▶ _WORK TO DO_
a: In the announcement about the Jeremiah Jossim exhibit, where is the FloArts Main Gallery located?
b: Continue the announcement about the Jeremiah Jossim exhibit from where it stops.

▶ _TEXT BLOCK_

········

Florida School of the Arts presents paintings by Jeremiah Jossim

20th Century Blues Dam painting

"20th Century Blues Dam"

Florida School of the Arts presents “Portents Along the Watershed,” paintings by Jeremiah Jossim. The exhibit opens with a reception on Thursday, September 7 at 5:00 p.m. in the FloArts Main Gallery, located at the St. Johns River State College Palatka Campus.

The event is free and open to the public.

Jossim's practice speaks to a deep reverence for the American landscape, but also questions the privileges of recreation, tourism, and who has the right to explore and live alternatively in this country.

Paintings featured in the exhibit examine how the treatment of the water systems throughout the North American continent mirrors the larger western view on environmental stewardship.

According to the artist’s statement, Jossim’s paintings investigate the shape and the feeling of the land, exploring the landscapes’ psychological effect on our personal sense of place.

········

▶ _DATA SECTION_

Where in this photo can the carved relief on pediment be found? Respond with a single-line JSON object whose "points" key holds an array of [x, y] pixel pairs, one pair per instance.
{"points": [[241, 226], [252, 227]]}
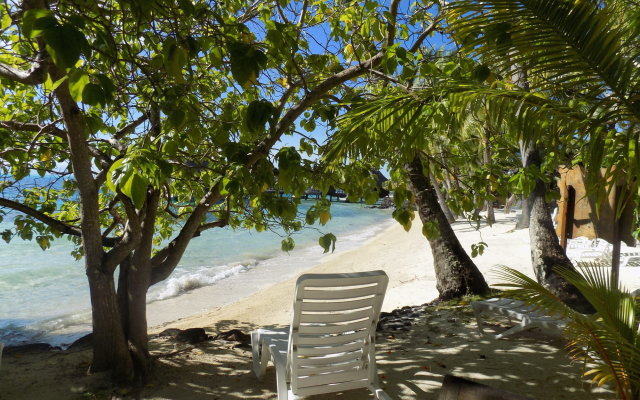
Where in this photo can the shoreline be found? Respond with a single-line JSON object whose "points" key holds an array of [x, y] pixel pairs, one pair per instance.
{"points": [[411, 364], [210, 286]]}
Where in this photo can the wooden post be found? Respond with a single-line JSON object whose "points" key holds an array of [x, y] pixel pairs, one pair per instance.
{"points": [[617, 237]]}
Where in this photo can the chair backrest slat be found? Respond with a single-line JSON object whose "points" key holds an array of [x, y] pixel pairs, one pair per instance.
{"points": [[333, 330]]}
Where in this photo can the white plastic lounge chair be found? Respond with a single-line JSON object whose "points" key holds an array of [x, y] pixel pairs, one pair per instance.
{"points": [[330, 344], [515, 309], [629, 256], [594, 251]]}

········

▶ _TASK-BY-TASK RESULTS_
a: At the St. Johns River State College Palatka Campus.

b:
“Myopic by its nature; there is no real coexistence. All natural systems are made to work for the needs of the society regardless of the state of natural ecosystems,” Jossim said. “We see this peak in the mid-late 20th century with the catastrophic use of pesticides leading to the birth of the modern environmentalism movement, but while some change has occurred, the spectacle of the larger materialism of Western culture will not be stopped.”

This body of paintings looks at how the basic infrastructure of our watersheds has no foresight to its long-term effects on the environments they occupy. Dams are the most obvious representation of human intervention along our rivers whether they are hydroelectric giants or old mill dams they represent the same threat, dividing a once single ecosystem into two and not allowing fish to swim upstream nor river silt to flow down. Culverts are another structure that fundamentally alters a waterflow. By making a stream flow into a smaller pipe, juvenile fish struggle to swim upstream because of increased current and the animals that use the edges of the river as trails must attempt dangerous road crossings. Throughout these paintings, the structures are shown separated from the environments they occupy.

Jossim wants the viewers to feel their oddness, but also to begin pondering ways to construct our infrastructure in a way that is cohesive with the natural world and maybe begin to see that the land has its own inherent citizenship.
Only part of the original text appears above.